- Your goal -
Print the entries below verbatim, from the start of the entries through the line containing "pixel 109 108", with both ends included. Leave the pictures out of your answer.

- Input data -
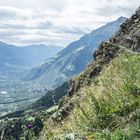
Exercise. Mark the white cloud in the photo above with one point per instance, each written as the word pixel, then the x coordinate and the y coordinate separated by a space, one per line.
pixel 57 21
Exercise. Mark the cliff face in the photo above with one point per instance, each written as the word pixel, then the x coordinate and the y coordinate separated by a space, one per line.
pixel 129 33
pixel 128 37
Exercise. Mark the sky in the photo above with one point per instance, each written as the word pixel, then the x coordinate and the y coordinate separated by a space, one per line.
pixel 57 22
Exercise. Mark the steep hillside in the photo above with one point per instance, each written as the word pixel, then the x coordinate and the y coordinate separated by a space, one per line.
pixel 69 62
pixel 104 101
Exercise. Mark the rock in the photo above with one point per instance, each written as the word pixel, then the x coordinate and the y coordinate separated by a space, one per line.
pixel 70 136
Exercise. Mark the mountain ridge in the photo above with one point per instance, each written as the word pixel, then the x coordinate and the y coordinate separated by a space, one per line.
pixel 68 61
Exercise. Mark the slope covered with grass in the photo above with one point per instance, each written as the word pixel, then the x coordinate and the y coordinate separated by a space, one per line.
pixel 109 108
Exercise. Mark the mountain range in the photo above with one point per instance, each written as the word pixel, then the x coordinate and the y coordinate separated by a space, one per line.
pixel 73 59
pixel 15 59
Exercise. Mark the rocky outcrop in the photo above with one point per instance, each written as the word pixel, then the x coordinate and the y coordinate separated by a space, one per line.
pixel 129 33
pixel 128 36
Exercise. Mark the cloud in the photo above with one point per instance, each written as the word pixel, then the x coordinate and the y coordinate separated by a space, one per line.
pixel 57 22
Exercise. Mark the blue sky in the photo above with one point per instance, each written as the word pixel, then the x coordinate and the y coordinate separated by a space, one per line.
pixel 24 22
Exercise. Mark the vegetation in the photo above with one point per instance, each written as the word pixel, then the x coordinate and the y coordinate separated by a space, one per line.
pixel 110 107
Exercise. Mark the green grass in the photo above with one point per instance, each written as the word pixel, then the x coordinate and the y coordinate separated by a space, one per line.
pixel 110 109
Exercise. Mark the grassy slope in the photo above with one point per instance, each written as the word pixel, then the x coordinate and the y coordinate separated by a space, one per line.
pixel 110 108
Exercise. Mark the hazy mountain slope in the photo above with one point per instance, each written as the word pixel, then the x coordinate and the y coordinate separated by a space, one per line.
pixel 18 59
pixel 74 58
pixel 104 101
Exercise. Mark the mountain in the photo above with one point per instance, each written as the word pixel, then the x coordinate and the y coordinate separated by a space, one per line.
pixel 15 59
pixel 102 103
pixel 69 62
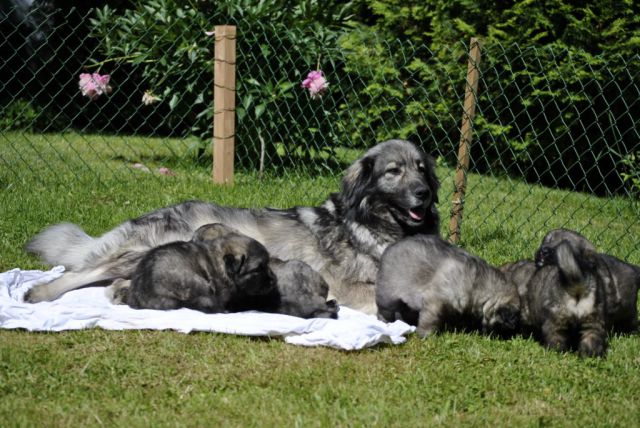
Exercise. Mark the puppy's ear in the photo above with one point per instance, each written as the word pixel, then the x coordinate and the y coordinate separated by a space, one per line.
pixel 233 263
pixel 357 181
pixel 430 175
pixel 544 256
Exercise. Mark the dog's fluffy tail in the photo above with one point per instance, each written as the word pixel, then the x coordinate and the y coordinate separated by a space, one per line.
pixel 62 244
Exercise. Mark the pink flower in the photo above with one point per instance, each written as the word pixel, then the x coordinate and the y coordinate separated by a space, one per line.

- Written response -
Exercise. Mark the white cloud in the photo above with one point per instance, each written as the word pixel, then the x coordinate and the y coordinate separated by a space, one per line.
pixel 57 21
Exercise. Mark the cliff face in the photo above with one point per instance, each written as the word pixel, then the x coordinate and the y coordinate separated by a space, one per line.
pixel 129 33
pixel 128 37
Exercise. Mark the sky in the photo above with one point per instance, each written as the word pixel, then the x coordinate and the y coordinate separated by a space, one per line.
pixel 57 22
Exercise. Mark the steep hillside in the photo above with one point per instance, each written as the word pixel, then the x coordinate and the y coordinate separated by a space, one per line.
pixel 69 62
pixel 104 101
Exercise. Mark the rock in the photo above with one point per instance, each written as the word pixel, then the x coordinate and the y coordinate separated by a space, one per line.
pixel 70 136
Exercise. Mark the mountain ridge in the photo above with one point per instance, each written as the word pixel, then the x coordinate and the y coordinate separated by a space, one per line.
pixel 68 61
Exercise. Mark the slope covered with grass in the photo above with one point per instance, each written as the word pixel, then the x coordinate and the y coordinate separated by a space, one per line.
pixel 109 108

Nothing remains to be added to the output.